***** Supplied material *****

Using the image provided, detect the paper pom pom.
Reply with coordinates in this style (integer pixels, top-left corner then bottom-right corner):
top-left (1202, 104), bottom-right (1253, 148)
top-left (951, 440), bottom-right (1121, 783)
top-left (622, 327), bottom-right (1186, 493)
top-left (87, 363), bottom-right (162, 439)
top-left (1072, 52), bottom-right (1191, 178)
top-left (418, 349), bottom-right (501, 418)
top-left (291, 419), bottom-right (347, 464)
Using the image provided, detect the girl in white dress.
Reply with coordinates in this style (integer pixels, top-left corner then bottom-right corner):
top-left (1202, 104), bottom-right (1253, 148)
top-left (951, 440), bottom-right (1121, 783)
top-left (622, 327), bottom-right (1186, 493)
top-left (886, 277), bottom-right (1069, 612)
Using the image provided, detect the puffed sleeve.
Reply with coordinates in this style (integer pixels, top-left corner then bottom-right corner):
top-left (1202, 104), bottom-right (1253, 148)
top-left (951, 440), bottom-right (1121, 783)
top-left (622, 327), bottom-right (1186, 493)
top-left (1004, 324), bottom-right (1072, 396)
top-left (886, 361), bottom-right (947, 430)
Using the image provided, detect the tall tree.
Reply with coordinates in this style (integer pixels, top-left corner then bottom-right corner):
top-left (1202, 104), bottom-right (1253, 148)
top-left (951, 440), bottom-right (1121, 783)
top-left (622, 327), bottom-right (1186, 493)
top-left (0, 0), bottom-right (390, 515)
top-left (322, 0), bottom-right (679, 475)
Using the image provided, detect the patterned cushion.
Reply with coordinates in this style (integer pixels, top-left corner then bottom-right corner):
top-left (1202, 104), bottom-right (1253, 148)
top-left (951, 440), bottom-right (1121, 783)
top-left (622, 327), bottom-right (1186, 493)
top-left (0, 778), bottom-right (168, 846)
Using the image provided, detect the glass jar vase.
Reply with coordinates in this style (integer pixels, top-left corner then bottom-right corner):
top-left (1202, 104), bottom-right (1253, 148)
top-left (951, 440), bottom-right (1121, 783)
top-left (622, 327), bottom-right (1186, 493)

*****

Task requirements: Return all of the rows above verbatim, keeping every character and line break unchanged.

Problem solution:
Using the image provided, detect the paper pom pom.
Reply with coordinates in this style (integer pixels, top-left corner then bottom-right corner):
top-left (1202, 104), bottom-right (1253, 148)
top-left (951, 440), bottom-right (1121, 783)
top-left (622, 327), bottom-right (1186, 493)
top-left (87, 363), bottom-right (162, 439)
top-left (1072, 52), bottom-right (1191, 178)
top-left (418, 349), bottom-right (501, 418)
top-left (291, 419), bottom-right (347, 464)
Using the image provided, detect the girl in white dress.
Reply with coordinates in this style (integer pixels, top-left corner then bottom-right corner):
top-left (1202, 104), bottom-right (1253, 148)
top-left (951, 440), bottom-right (1121, 783)
top-left (622, 327), bottom-right (1186, 493)
top-left (886, 277), bottom-right (1069, 612)
Using the image provided, detect the puffed sleeve.
Reply with coordinates in this style (integer pixels, top-left corner then bottom-right corner):
top-left (1202, 104), bottom-right (1253, 148)
top-left (951, 440), bottom-right (1121, 783)
top-left (622, 327), bottom-right (1186, 493)
top-left (1004, 324), bottom-right (1072, 396)
top-left (886, 361), bottom-right (947, 430)
Using the image provided, detect the tall tree.
Reply with coordinates in this style (integer pixels, top-left corner then bottom-right corner):
top-left (1202, 104), bottom-right (1253, 148)
top-left (951, 440), bottom-right (1121, 783)
top-left (622, 327), bottom-right (1186, 493)
top-left (0, 0), bottom-right (390, 515)
top-left (322, 0), bottom-right (679, 475)
Using the image provided, detect the patterned cushion.
Reply with coordinates in this style (integer pixels, top-left corner then bottom-right corner):
top-left (1202, 104), bottom-right (1253, 148)
top-left (951, 440), bottom-right (1121, 783)
top-left (622, 327), bottom-right (1186, 493)
top-left (0, 778), bottom-right (168, 846)
Using the image provided, detect the glass jar vase.
Reply with coordinates in this style (integer pixels, top-left corner then bottom-right corner):
top-left (1202, 104), bottom-right (1253, 148)
top-left (951, 440), bottom-right (1121, 783)
top-left (622, 327), bottom-right (1186, 493)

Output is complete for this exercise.